• Your instructions:
Set every record down again exactly. Do not carry over the pictures.
# # #
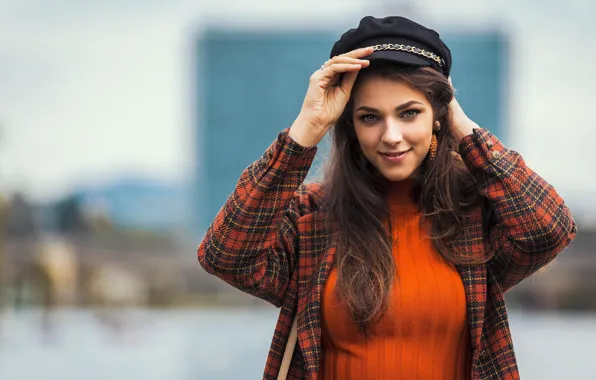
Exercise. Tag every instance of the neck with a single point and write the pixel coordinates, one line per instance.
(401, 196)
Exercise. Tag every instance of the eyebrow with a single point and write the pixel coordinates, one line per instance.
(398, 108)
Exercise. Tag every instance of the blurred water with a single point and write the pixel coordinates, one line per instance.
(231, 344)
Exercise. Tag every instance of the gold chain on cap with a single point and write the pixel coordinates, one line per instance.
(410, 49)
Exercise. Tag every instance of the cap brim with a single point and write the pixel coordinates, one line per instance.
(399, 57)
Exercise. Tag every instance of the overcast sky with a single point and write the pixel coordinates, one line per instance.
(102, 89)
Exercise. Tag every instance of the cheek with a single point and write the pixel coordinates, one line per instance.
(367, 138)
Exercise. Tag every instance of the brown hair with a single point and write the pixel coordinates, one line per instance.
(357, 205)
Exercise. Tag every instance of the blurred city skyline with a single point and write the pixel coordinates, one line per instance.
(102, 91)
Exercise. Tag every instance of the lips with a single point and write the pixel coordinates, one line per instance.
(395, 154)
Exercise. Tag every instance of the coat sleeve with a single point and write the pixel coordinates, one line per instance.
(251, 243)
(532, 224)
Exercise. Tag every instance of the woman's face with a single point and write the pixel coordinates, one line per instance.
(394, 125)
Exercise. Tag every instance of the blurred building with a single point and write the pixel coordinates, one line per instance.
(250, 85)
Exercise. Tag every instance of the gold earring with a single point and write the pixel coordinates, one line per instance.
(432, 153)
# # #
• Solution below:
Exercise. Tag every instance of the neck with a single point and write the pixel coordinates, one line per instance.
(401, 196)
Exercise. Tag every instance of the eyebrow with a single point and write the pixel coordinates, one line per instance.
(398, 108)
Exercise. Tag every instance of the blurred water with a single point and write the pixel coordinates, one line per instance.
(231, 344)
Exercise. Tag every instance of the gold chain on cap with a single point and write the pixel coordinates, one line per instance.
(410, 49)
Exercise. Tag every instance of the cap brim with a single point and write the pixel coordinates, one line per instance.
(399, 57)
Exercise. Tag every instance of the overcast sky with a single point and write the pixel coordinates, one line per instance.
(102, 89)
Exercise. Tag every instance of the cheek with a single point and write the pixel coordinates, one line per instance.
(367, 138)
Exercise. Tag every instance of the brown hair with a single point and write the pixel coordinates, one line per instance.
(357, 205)
Exercise. Tag every instance of the blurred city skyline with a single point and write the pixel coordinates, one line per instance.
(102, 91)
Exercise. Tag every instance of the lips with a single point and write the pixel coordinates, one line per instance.
(395, 154)
Exercise. Tag every instance of the coat sleeve with a single point and write the pixel coordinates, one line per instance.
(251, 243)
(532, 224)
Exercise. Tag every instance of the woman's face with a single point and write the pixel coordinates, one line per instance.
(394, 125)
Exercise. Tag every instance of the blurred building with a single point and write the pixel coordinates, one line per instance.
(250, 85)
Exercise. Tag every instance of the gold earring with a single point and write the pixel coordinates, one line per instance.
(432, 153)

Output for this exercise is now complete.